(Beginning of Source information)

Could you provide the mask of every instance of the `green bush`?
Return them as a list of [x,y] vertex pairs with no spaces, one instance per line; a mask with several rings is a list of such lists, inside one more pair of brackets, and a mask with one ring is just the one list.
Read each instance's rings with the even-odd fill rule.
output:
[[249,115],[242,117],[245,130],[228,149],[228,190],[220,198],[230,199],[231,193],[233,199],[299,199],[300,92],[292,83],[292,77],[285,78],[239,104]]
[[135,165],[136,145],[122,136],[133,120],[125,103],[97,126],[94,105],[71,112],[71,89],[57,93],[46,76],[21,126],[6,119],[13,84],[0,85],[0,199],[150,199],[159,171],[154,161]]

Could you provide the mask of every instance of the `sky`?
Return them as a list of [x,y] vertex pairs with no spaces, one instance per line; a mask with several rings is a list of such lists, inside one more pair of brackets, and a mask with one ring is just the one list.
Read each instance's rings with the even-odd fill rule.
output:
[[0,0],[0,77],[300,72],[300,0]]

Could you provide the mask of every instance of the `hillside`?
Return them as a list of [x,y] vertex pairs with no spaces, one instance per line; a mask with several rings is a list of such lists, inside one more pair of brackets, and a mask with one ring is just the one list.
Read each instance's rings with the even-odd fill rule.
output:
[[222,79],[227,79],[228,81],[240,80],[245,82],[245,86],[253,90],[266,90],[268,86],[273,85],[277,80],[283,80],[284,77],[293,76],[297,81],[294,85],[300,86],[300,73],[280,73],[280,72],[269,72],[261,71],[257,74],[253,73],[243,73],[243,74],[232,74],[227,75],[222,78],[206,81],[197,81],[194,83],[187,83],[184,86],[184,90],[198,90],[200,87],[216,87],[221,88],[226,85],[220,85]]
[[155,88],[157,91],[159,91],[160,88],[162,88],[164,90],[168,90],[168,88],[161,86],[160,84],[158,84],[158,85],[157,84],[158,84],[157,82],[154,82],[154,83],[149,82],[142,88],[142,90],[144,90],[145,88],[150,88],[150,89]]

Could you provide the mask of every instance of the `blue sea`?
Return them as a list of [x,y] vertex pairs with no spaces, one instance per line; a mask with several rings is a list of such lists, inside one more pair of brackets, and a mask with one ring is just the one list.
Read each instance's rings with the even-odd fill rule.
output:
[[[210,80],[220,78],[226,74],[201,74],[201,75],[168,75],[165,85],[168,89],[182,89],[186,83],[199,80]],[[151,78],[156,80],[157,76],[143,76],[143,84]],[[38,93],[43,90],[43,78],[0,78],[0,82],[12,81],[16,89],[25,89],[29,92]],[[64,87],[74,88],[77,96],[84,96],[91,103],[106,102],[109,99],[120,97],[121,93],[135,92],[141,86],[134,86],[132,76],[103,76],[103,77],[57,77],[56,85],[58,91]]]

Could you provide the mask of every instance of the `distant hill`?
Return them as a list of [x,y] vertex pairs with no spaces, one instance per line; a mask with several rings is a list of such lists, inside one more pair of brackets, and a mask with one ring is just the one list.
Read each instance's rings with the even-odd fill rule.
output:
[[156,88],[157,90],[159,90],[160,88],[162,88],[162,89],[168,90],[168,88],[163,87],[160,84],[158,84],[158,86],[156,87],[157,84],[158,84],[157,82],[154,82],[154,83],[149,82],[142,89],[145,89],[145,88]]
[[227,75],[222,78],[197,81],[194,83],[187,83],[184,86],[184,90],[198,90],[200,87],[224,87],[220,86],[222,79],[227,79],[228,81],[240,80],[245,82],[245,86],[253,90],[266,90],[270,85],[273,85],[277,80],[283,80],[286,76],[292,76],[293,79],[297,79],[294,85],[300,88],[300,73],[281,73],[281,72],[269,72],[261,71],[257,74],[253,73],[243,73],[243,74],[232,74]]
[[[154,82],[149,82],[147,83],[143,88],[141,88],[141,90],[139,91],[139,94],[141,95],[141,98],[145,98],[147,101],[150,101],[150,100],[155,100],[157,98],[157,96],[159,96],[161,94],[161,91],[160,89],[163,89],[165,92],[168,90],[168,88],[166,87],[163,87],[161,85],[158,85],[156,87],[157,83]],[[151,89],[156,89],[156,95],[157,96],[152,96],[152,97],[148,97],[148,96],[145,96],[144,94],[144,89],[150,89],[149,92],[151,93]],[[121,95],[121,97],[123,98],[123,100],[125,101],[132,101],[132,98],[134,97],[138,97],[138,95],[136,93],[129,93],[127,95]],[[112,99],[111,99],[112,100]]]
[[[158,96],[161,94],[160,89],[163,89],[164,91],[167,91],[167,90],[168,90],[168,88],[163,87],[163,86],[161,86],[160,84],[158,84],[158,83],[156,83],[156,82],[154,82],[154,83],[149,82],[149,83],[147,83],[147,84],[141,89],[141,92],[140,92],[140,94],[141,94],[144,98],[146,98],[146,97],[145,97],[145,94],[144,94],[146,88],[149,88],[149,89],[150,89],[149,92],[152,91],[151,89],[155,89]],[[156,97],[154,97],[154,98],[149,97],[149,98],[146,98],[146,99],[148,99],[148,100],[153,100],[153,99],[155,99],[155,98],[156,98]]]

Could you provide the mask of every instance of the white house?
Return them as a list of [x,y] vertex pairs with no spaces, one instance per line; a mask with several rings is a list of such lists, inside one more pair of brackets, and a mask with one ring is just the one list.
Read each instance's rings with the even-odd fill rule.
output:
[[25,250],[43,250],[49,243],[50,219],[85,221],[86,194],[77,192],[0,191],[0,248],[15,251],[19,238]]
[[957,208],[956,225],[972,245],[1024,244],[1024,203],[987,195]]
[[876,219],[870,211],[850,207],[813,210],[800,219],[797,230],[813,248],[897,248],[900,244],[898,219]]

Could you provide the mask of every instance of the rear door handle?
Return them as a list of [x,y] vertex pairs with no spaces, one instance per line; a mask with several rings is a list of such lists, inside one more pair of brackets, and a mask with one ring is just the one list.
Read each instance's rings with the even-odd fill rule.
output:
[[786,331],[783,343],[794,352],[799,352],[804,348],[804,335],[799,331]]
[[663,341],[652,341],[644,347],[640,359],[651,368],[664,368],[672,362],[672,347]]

(End of Source information)

What this task involves >> Output every entry shown above, exactly.

Solution below >>
Could you provide the mask of every instance of the `green bush`?
Return them as a list of [x,y] vertex pairs with no spaces, one instance per line; a mask with several rings is a list of such lists, inside one more pair of brackets, and a mask with one ring is just the one list.
Read each instance's rings with the even-odd fill rule.
output:
[[249,115],[242,117],[245,130],[228,149],[228,190],[220,198],[230,199],[231,193],[233,199],[299,199],[300,92],[292,83],[292,77],[285,78],[239,104]]
[[135,165],[136,145],[122,136],[133,120],[125,103],[97,126],[94,105],[71,112],[71,89],[57,93],[46,76],[21,126],[6,119],[13,84],[0,85],[0,199],[150,199],[159,171],[154,161]]

Could you provide the mask of every instance of the `sky`?
Return them as a list of [x,y] vertex pairs with no spaces, one instance per line; a mask with several rings is a list of such lists, inside one more pair of brackets, and a mask with one ring is just the one list.
Read each instance's rings with the even-odd fill rule.
output:
[[0,0],[0,77],[300,72],[300,0]]

Could you provide the mask of every instance of the `hillside`?
Return them as a list of [x,y] vertex pairs with no spaces, one instance per line; a mask with several rings is a list of such lists, inside one more pair of brackets, and a mask with one ring is just the one list.
Read each instance's rings with the even-odd fill rule.
output:
[[222,79],[227,79],[228,81],[240,80],[245,82],[245,86],[253,90],[266,90],[268,86],[273,85],[277,80],[283,80],[284,77],[293,76],[297,81],[294,85],[300,86],[300,73],[280,73],[280,72],[269,72],[261,71],[257,74],[253,73],[243,73],[243,74],[232,74],[227,75],[222,78],[206,81],[197,81],[194,83],[187,83],[184,86],[184,90],[198,90],[200,87],[216,87],[221,88],[226,85],[220,85]]
[[155,88],[157,91],[159,91],[160,88],[162,88],[164,90],[168,90],[168,88],[161,86],[160,84],[158,84],[158,85],[157,84],[158,84],[157,82],[154,82],[154,83],[149,82],[142,88],[142,90],[144,90],[145,88],[150,88],[150,89]]

Could you provide the mask of every instance of the `blue sea`?
Return them as a list of [x,y] vertex pairs with no spaces, one instance per line; a mask with several rings is a list of such lists, inside one more pair of brackets, and a mask with one ring is just the one list.
Read each instance's rings with the even-odd fill rule.
output:
[[[210,80],[220,78],[226,74],[201,74],[201,75],[168,75],[165,85],[168,89],[182,89],[186,83],[199,80]],[[151,78],[156,80],[157,76],[143,76],[143,84]],[[38,93],[43,90],[43,78],[0,78],[0,82],[12,81],[16,89],[25,89],[29,92]],[[64,87],[74,88],[77,96],[84,96],[91,103],[106,102],[109,99],[120,97],[121,93],[135,92],[141,86],[134,86],[132,76],[103,76],[103,77],[57,77],[56,85],[58,91]]]

Could you provide the mask of every instance of the `distant hill`?
Return them as a list of [x,y] vertex pairs with no spaces, one instance per line; a mask with several rings is a list of such lists, inside one more pair of brackets, and a mask with one ring is just the one list.
Read each instance's rings with the even-odd fill rule.
output:
[[156,88],[157,90],[159,90],[160,88],[162,88],[162,89],[168,90],[168,88],[163,87],[160,84],[158,84],[158,86],[156,87],[157,84],[158,84],[157,82],[154,82],[154,83],[149,82],[142,89],[145,89],[145,88]]
[[227,75],[222,78],[197,81],[194,83],[187,83],[184,86],[184,90],[198,90],[200,87],[224,87],[220,86],[222,79],[227,79],[228,81],[240,80],[245,82],[245,86],[253,90],[266,90],[270,85],[273,85],[277,80],[283,80],[286,76],[292,76],[293,79],[297,79],[294,85],[300,88],[300,73],[281,73],[281,72],[269,72],[261,71],[257,74],[253,73],[243,73],[243,74],[232,74]]
[[[154,82],[149,82],[147,83],[143,88],[141,88],[141,90],[139,91],[139,94],[141,95],[141,98],[145,98],[147,101],[150,101],[150,100],[155,100],[157,98],[157,96],[159,96],[161,94],[161,91],[160,89],[163,89],[165,92],[168,90],[168,88],[166,87],[163,87],[161,85],[158,85],[156,87],[157,83]],[[151,89],[156,89],[156,95],[157,96],[152,96],[152,97],[148,97],[148,96],[145,96],[144,94],[144,89],[150,89],[149,92],[151,93]],[[121,95],[121,97],[123,98],[123,100],[125,101],[132,101],[132,98],[134,97],[138,97],[138,95],[136,93],[129,93],[127,95]],[[112,99],[111,99],[112,100]]]
[[[158,96],[161,94],[160,89],[163,89],[164,91],[167,91],[167,90],[168,90],[168,88],[163,87],[163,86],[161,86],[160,84],[158,84],[158,83],[156,83],[156,82],[154,82],[154,83],[149,82],[149,83],[147,83],[147,84],[141,89],[141,92],[140,92],[140,94],[141,94],[144,98],[146,98],[146,97],[145,97],[145,94],[144,94],[146,88],[149,88],[149,89],[150,89],[149,92],[152,91],[151,89],[155,89]],[[156,97],[154,97],[154,98],[149,97],[149,98],[146,98],[146,99],[148,99],[148,100],[153,100],[153,99],[155,99],[155,98],[156,98]]]

Could you provide the mask of every instance of the white house?
Return them as a list of [x,y] vertex pairs with no spaces, one instance per line; a mask with several rings is a list of such lists, inside one more pair of brackets, and a mask with one ring is just the one list.
Read each instance's rings with the even-odd fill rule.
output:
[[25,250],[43,250],[49,243],[50,219],[85,221],[86,194],[77,192],[0,191],[0,248],[15,251],[19,238]]
[[957,208],[956,225],[972,245],[1024,244],[1024,203],[987,195]]
[[876,219],[870,211],[850,207],[813,210],[800,219],[797,230],[813,248],[897,248],[900,244],[898,219]]

Could you provide the mask of every instance of the rear door handle?
Return them as a list of [x,y] vertex pairs with no spaces, one instance per line; a mask with several rings is a list of such lists, inside one more pair of brackets, and a mask with one ring is just the one list.
Read each instance's rings with the even-odd fill rule.
output:
[[786,331],[783,343],[794,352],[799,352],[804,348],[804,335],[799,331]]
[[663,341],[652,341],[644,347],[640,359],[651,368],[664,368],[672,362],[672,347]]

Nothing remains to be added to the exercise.